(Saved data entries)
--- start ---
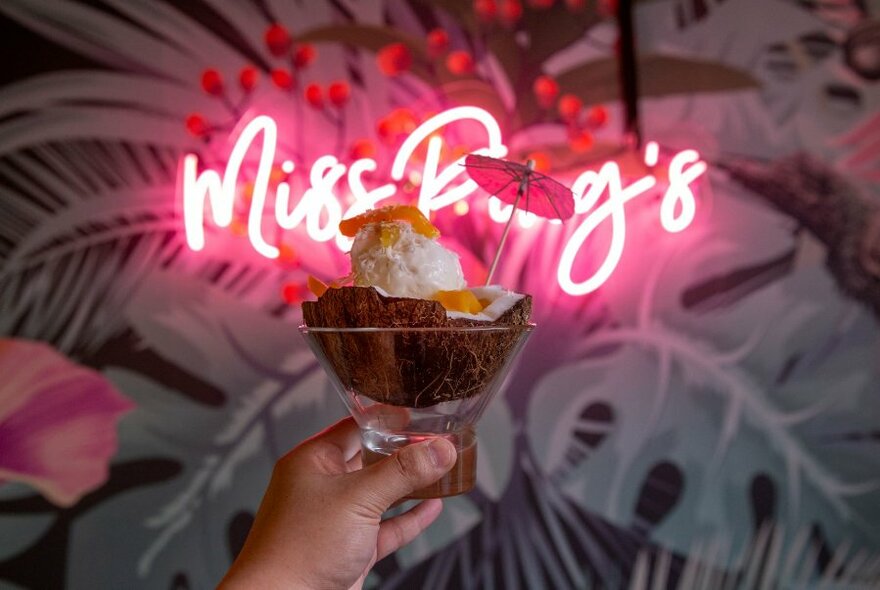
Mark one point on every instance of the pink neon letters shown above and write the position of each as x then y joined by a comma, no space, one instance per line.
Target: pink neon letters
321,210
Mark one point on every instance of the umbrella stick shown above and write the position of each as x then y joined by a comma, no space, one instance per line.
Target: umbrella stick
523,186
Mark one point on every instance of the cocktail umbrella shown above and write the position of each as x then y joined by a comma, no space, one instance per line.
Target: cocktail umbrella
521,186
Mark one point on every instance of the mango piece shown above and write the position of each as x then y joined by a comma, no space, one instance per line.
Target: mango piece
458,301
420,223
317,286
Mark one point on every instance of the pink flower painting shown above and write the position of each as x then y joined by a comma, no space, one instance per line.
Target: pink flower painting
57,422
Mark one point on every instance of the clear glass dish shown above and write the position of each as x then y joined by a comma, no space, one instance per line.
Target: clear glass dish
404,385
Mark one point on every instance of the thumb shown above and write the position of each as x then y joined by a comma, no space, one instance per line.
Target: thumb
409,469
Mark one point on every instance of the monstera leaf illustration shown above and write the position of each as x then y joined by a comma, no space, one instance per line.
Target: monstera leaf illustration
705,420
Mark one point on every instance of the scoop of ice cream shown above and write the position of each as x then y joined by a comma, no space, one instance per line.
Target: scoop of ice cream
392,256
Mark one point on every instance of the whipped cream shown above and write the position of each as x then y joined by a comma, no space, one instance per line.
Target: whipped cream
403,262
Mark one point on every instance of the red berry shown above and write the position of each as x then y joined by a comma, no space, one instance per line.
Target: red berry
315,96
277,40
394,59
510,11
248,78
569,107
608,7
212,82
362,148
303,55
546,90
282,79
339,93
438,43
385,129
485,10
597,116
460,63
197,125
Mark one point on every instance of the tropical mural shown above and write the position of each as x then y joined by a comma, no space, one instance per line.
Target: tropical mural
707,418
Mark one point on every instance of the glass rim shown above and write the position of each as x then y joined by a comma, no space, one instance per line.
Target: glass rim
304,329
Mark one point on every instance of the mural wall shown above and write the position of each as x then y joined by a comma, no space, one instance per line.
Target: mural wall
709,415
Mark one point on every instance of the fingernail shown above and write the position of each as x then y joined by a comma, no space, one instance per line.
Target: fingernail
438,451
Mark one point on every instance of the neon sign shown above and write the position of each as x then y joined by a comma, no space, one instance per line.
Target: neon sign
438,190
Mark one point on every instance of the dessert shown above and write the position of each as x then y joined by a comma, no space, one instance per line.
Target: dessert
413,351
403,278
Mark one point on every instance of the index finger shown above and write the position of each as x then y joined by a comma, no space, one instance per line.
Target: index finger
344,435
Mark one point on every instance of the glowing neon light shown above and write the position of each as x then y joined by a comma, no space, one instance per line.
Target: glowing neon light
320,209
430,198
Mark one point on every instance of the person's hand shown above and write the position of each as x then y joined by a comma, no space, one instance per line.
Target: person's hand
320,522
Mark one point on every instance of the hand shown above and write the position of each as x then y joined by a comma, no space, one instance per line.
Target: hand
320,522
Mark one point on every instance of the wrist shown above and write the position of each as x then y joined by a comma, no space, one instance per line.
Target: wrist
247,577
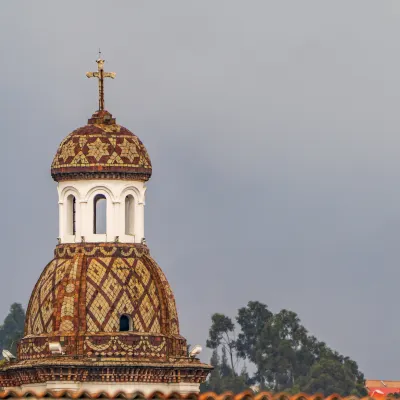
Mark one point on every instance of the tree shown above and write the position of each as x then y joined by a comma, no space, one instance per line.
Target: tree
12,329
285,356
334,375
222,333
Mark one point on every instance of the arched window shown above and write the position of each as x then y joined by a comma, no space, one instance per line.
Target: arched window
129,215
71,215
125,323
100,214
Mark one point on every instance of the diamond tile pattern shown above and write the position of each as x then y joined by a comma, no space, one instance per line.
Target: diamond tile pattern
119,286
87,288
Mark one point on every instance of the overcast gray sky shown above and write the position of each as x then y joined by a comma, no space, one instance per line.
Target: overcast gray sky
274,132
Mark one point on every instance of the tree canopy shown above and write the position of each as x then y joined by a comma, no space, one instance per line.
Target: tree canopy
283,355
12,329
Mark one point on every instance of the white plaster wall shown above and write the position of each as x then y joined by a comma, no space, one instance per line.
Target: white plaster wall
113,388
115,192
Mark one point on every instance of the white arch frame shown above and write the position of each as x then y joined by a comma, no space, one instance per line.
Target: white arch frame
115,192
90,212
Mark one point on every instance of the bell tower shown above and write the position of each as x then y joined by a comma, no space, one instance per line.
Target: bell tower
102,316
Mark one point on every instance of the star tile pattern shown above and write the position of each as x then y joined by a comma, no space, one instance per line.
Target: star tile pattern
82,294
100,150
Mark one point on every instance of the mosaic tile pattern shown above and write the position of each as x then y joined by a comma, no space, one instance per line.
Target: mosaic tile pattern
85,290
101,148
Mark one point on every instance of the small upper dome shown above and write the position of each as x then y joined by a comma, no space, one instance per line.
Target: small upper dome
101,149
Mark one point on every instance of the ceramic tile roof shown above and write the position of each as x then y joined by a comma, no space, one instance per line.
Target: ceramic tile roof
247,395
101,149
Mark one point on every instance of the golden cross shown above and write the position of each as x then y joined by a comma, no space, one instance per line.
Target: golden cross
100,75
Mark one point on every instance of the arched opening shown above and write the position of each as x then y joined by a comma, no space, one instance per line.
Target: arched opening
71,215
125,323
100,214
129,215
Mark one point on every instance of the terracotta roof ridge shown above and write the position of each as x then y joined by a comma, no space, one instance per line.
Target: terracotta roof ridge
245,395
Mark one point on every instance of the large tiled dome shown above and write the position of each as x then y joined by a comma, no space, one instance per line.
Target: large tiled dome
82,295
101,149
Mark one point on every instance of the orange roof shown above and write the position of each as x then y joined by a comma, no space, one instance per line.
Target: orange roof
247,395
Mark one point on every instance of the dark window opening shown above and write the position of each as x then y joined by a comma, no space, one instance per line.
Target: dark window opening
71,215
124,323
100,214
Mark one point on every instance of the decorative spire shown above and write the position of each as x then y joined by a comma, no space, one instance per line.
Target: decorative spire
100,75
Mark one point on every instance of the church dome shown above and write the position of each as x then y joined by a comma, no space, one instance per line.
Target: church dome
101,149
88,292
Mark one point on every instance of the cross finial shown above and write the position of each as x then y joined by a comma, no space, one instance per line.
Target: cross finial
100,75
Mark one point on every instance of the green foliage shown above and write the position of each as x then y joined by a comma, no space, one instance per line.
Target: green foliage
12,329
285,357
221,378
222,334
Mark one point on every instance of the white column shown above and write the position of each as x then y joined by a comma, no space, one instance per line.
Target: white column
139,222
117,231
61,218
86,221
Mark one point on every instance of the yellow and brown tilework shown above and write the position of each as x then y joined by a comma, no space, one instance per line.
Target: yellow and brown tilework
100,150
82,294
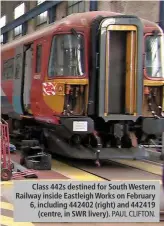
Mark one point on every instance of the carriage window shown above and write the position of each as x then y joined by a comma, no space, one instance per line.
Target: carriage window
38,58
67,56
8,69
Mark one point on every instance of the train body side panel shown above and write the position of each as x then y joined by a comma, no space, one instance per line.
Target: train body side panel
7,82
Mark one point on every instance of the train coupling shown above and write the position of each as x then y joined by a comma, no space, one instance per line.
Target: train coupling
97,162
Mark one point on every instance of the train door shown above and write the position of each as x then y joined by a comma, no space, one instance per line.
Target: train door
40,58
28,56
18,81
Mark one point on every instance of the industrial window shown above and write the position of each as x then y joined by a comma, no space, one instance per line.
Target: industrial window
8,69
2,24
76,7
18,11
67,56
42,18
38,58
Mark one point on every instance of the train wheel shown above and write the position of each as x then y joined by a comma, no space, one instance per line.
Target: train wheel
30,143
6,174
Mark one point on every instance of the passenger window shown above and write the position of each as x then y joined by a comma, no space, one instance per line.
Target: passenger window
38,58
8,69
67,56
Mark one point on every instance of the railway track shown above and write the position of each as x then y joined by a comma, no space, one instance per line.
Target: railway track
117,170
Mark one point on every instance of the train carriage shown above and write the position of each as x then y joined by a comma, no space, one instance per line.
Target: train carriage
81,82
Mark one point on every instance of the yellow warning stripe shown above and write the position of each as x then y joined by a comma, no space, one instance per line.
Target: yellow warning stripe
9,221
148,167
73,173
6,206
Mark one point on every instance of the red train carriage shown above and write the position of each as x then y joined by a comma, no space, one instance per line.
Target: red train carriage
78,85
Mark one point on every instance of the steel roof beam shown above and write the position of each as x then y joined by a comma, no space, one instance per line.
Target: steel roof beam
29,15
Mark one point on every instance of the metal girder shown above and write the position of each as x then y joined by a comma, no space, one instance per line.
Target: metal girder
161,14
29,15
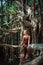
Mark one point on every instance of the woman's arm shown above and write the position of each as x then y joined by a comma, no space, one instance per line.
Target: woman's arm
28,40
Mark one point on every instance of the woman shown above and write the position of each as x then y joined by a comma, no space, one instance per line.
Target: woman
25,43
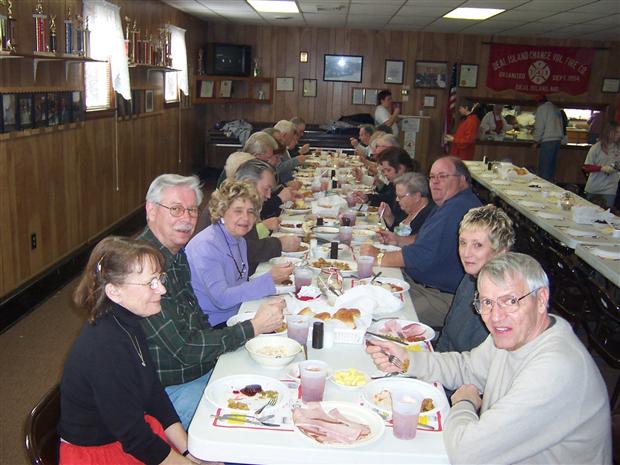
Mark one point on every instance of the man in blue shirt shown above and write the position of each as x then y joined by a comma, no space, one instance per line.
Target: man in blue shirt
432,262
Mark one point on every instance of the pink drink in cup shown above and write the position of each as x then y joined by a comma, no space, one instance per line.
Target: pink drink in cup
405,415
303,277
297,328
312,374
364,266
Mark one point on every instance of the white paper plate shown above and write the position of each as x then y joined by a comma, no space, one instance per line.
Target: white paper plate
393,281
356,413
352,266
606,253
579,232
377,327
550,216
414,386
220,391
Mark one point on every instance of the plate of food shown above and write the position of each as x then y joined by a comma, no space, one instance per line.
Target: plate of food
338,424
394,285
406,331
346,267
299,253
377,395
246,393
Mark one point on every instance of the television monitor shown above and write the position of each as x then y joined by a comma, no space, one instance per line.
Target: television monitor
228,59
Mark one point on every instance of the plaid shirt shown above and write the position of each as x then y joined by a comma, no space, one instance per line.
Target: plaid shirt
181,341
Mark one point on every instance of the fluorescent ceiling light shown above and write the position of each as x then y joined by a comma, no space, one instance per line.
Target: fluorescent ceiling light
473,13
276,6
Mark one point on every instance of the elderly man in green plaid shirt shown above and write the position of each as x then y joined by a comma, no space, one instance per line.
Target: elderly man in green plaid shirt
181,341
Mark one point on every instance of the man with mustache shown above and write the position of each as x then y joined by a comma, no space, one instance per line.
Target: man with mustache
181,341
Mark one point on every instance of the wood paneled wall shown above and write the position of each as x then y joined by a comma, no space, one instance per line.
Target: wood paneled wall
67,184
279,47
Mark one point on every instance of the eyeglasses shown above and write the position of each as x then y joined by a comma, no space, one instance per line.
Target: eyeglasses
440,177
153,283
178,211
509,303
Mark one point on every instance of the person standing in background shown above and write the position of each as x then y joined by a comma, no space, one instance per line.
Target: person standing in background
548,134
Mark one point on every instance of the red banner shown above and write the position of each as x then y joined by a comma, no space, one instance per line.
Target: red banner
539,70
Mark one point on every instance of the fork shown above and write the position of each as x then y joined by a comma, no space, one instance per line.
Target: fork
270,403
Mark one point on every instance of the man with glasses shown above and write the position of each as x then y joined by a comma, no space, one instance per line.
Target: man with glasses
182,343
432,262
543,398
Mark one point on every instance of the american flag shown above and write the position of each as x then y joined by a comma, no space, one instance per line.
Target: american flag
451,107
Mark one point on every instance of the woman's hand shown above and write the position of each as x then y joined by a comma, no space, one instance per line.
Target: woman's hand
281,272
272,223
381,350
269,316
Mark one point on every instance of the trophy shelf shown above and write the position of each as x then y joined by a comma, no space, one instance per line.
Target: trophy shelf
232,89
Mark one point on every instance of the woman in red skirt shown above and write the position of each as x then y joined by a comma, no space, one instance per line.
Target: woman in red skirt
113,408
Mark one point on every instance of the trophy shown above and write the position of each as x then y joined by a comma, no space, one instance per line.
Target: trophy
79,36
86,38
69,33
53,40
40,28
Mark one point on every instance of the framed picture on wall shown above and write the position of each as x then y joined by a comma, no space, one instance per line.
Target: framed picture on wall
9,112
611,85
370,96
343,68
40,110
357,96
148,101
431,74
468,76
309,88
25,111
394,71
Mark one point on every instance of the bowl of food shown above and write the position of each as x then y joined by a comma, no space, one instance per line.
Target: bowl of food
273,351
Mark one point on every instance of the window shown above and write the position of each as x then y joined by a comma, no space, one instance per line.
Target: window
106,43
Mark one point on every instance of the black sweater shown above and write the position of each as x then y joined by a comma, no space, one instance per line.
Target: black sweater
105,391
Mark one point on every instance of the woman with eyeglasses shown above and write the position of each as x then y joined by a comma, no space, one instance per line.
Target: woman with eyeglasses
218,255
114,409
484,233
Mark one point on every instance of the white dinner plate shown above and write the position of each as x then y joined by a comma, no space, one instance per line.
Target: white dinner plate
372,392
606,253
550,216
579,232
377,327
345,273
226,389
404,285
356,413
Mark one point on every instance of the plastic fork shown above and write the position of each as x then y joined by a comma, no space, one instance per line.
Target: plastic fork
270,403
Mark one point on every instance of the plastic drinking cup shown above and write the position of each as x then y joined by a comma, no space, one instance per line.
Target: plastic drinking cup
297,327
405,414
312,374
364,266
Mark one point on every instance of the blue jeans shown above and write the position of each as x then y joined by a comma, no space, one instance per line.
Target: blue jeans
185,397
547,156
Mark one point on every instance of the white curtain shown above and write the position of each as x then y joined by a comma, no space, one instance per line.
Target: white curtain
179,56
107,42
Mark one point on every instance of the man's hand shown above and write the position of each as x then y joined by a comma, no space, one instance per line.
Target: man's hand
281,272
467,392
269,316
272,223
290,243
380,350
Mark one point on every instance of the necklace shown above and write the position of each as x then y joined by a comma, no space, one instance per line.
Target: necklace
133,339
240,270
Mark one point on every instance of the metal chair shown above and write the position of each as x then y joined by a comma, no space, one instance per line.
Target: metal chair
42,438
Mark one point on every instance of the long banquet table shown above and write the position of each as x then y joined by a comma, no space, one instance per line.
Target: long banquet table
209,440
540,205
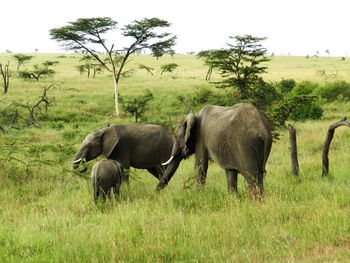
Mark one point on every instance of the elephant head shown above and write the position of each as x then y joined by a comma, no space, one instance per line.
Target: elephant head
183,147
101,142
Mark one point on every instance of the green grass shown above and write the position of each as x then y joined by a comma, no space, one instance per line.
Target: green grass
47,213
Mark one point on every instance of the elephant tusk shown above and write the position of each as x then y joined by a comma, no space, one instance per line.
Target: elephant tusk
77,161
167,162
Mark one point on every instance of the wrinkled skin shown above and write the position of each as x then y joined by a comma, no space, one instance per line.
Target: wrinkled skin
237,138
105,175
143,146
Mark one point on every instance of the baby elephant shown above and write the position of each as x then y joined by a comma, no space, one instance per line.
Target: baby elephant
105,175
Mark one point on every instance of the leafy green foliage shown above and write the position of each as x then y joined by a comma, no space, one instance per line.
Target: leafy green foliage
286,85
36,73
136,105
21,59
335,90
300,104
170,67
239,64
86,33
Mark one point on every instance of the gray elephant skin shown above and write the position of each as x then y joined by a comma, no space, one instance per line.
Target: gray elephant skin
143,146
105,176
237,138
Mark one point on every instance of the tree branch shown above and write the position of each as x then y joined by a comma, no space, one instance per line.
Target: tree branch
--- end ---
:: STATED EXERCISE ::
Render the part of the material that opens with the line containing "Mark one point on every instance of the gray" and runs through the end of the material as a JSON list of strings. Use one string per line and leave out blank lines.

:: FINAL ANSWER ::
[
  "Mark one point on every instance of the gray elephant skin shown above and write the position of each as x then y joined by a comma, no space, one instance per line.",
  "Target: gray elephant skin",
  "143,146",
  "105,176",
  "237,138",
  "Mark one point on every instance of the tree branch shown above and write the position of each as x then y joined by a comma, no space, one instance per line.",
  "Target: tree branch"
]